↓↓↓
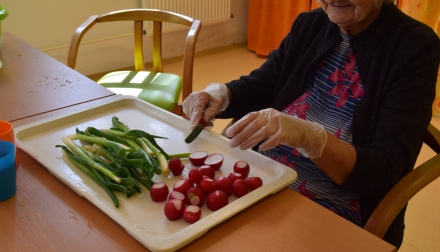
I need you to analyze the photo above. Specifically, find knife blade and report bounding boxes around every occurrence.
[185,118,207,144]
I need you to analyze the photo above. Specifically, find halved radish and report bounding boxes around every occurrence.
[183,205,202,224]
[199,178,217,194]
[228,172,244,184]
[233,160,250,177]
[189,151,209,166]
[204,153,224,171]
[150,182,169,202]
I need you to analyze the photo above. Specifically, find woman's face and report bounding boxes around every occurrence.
[319,0,381,36]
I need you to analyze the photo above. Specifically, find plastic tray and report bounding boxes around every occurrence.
[15,95,297,252]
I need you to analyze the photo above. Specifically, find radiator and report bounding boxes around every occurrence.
[141,0,231,33]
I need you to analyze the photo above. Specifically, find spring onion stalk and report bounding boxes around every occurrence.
[61,136,121,184]
[56,145,119,208]
[168,153,191,159]
[67,134,130,157]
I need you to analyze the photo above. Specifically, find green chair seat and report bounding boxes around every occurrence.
[98,71,182,111]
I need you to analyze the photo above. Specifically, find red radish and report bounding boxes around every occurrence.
[228,172,244,184]
[164,199,185,220]
[199,178,217,194]
[168,158,185,176]
[206,190,229,211]
[150,182,169,202]
[245,177,263,191]
[189,151,208,166]
[198,165,215,179]
[232,179,249,198]
[183,205,202,224]
[188,168,203,184]
[204,153,224,171]
[233,160,250,177]
[173,178,193,194]
[214,176,233,196]
[186,187,206,207]
[168,190,186,201]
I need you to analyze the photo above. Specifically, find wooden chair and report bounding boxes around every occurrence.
[364,123,440,238]
[67,9,202,116]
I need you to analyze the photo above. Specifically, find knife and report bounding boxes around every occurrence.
[185,118,207,143]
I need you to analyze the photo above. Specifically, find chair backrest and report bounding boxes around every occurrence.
[67,9,202,114]
[363,123,440,238]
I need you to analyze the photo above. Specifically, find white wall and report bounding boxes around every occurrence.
[1,0,248,76]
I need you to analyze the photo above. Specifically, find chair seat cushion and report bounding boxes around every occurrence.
[98,70,182,111]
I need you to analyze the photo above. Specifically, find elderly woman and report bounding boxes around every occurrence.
[183,0,440,248]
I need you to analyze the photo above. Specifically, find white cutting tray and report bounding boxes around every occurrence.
[15,95,297,252]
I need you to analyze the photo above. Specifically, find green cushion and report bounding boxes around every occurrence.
[98,71,182,111]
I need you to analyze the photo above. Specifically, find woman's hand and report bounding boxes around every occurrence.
[182,83,229,129]
[225,108,328,159]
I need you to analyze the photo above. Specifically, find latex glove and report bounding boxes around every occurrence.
[182,83,229,129]
[225,108,328,159]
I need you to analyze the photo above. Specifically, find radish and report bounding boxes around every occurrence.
[186,187,206,207]
[168,190,186,201]
[150,182,169,202]
[199,178,217,194]
[189,151,209,166]
[245,177,263,191]
[188,168,203,184]
[228,172,244,184]
[214,176,233,196]
[203,153,224,171]
[173,178,193,194]
[183,205,202,224]
[168,157,185,176]
[232,179,249,198]
[206,190,229,211]
[233,160,250,177]
[198,165,215,179]
[164,199,185,220]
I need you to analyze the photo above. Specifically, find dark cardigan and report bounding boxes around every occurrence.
[219,4,440,248]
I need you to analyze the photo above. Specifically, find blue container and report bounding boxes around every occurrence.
[0,140,16,201]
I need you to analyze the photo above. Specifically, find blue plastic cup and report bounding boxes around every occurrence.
[0,140,16,201]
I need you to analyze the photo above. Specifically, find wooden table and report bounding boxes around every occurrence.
[0,33,397,252]
[0,32,114,122]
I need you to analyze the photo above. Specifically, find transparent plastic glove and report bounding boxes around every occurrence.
[182,83,229,129]
[225,108,328,159]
↑↑↑
Skipping the pictures, output the entries exactly as they appear above.

I need you to analyze the photo above. Specifically, find knife blade and report bounding boxes around every occurrence.
[185,118,207,144]
I need you to analyze the photo above. Specifically, find halved radish and report bounding boxes around every occurrence.
[183,205,202,224]
[199,178,217,194]
[228,172,244,184]
[233,160,250,177]
[189,151,209,166]
[204,153,224,171]
[150,182,169,202]
I need you to analyze the photo above. Specifically, find woman's face and report bounding boxes around every occurrence.
[319,0,381,36]
I need you to analyze the photo above. Specifically, find plastic tray and report bounding boxes around every occurrence.
[15,95,297,252]
I need you to analyze the photo above. Specifically, find radiator and report bounding boxes around every occurrence.
[141,0,231,33]
I need you to analyze the photo above. Specifically, find spring onion stalk and report bounding boxes around every occurrence.
[61,136,121,184]
[56,145,119,208]
[168,153,191,159]
[67,134,130,157]
I need you to analyze the photo above. Specifically, find green chair seat and report bounding boxes around every occurrence.
[98,71,182,111]
I need you to analyze the photo above. Specifically, find red radish and report bounding boxes around every occurrence.
[228,172,244,184]
[164,199,185,220]
[199,178,217,194]
[168,158,185,176]
[206,190,229,211]
[150,182,169,202]
[245,177,263,191]
[189,151,208,166]
[198,165,215,179]
[232,179,249,198]
[183,205,202,224]
[188,168,203,184]
[204,153,224,171]
[233,160,250,177]
[173,178,193,194]
[214,176,233,196]
[186,187,206,207]
[168,190,186,201]
I need you to analyze the photo above. Specifically, find wooden chair and report bounding boxes around every occurrence.
[364,123,440,238]
[67,9,202,116]
I need you to analyze the photo above. Specifically, find knife and report bounding boxes around every occurrence.
[185,118,207,143]
I need you to analyze the photo above. Specifically, find chair backrest and report bounding boxes around every occurrence.
[67,9,202,114]
[363,123,440,238]
I need you to analyze the photo above. Specifically, find white wall and report bounding boxes around every occurrence.
[1,0,248,76]
I need you to analyze the photo above. Specifically, find chair seat cushion and report bounding boxes around every occurrence.
[98,70,182,111]
I need you to analyze the photo above. Specifically, find elderly woman and report bounding boxes around every occurrence.
[183,0,440,248]
I need you to analyze the photo above. Specifically, find white cutting tray and report bounding boxes around every occurrence.
[15,95,297,252]
I need you to analyze the photo above. Specifically, find green cushion and report bounding boxes around every occurrence.
[98,71,182,111]
I need you to analyze the photo above. Specifically, find woman's hand and report bounding boxes around every occurrence.
[182,83,229,129]
[225,108,328,159]
I need you to analyze the photo above. Specifically, find latex glove and report bounding boxes around every occurrence.
[182,83,229,129]
[225,108,328,159]
I need you to analyze the photo above. Specifically, find radish and report bounding boxes around every occurrence.
[186,187,206,207]
[168,190,186,201]
[150,182,169,202]
[199,178,217,194]
[189,151,209,166]
[245,177,263,191]
[188,168,203,184]
[228,172,244,184]
[214,176,233,196]
[203,153,224,171]
[173,178,193,194]
[183,205,202,224]
[168,157,185,176]
[232,179,249,198]
[206,190,229,211]
[233,160,250,177]
[198,165,215,179]
[164,199,185,220]
I need you to analyze the photo above. Specifically, find dark cardigan and report bounding boxes around every occurrence.
[219,4,440,248]
I need you to analyze the photo above. Specifically, find blue container and report bounding boxes around every occurrence.
[0,140,16,201]
I need you to analyze the photo above. Specifically, find blue plastic cup and report bounding boxes around every occurrence.
[0,140,16,201]
I need you to analyze the photo above. Specifically, find wooden table and report bounding boxes around every occurrence.
[0,33,397,252]
[0,32,114,122]
I need you to analyze the photo above. Specifically, find transparent plastic glove and report bounding boxes around every occurrence.
[182,83,229,129]
[225,108,328,159]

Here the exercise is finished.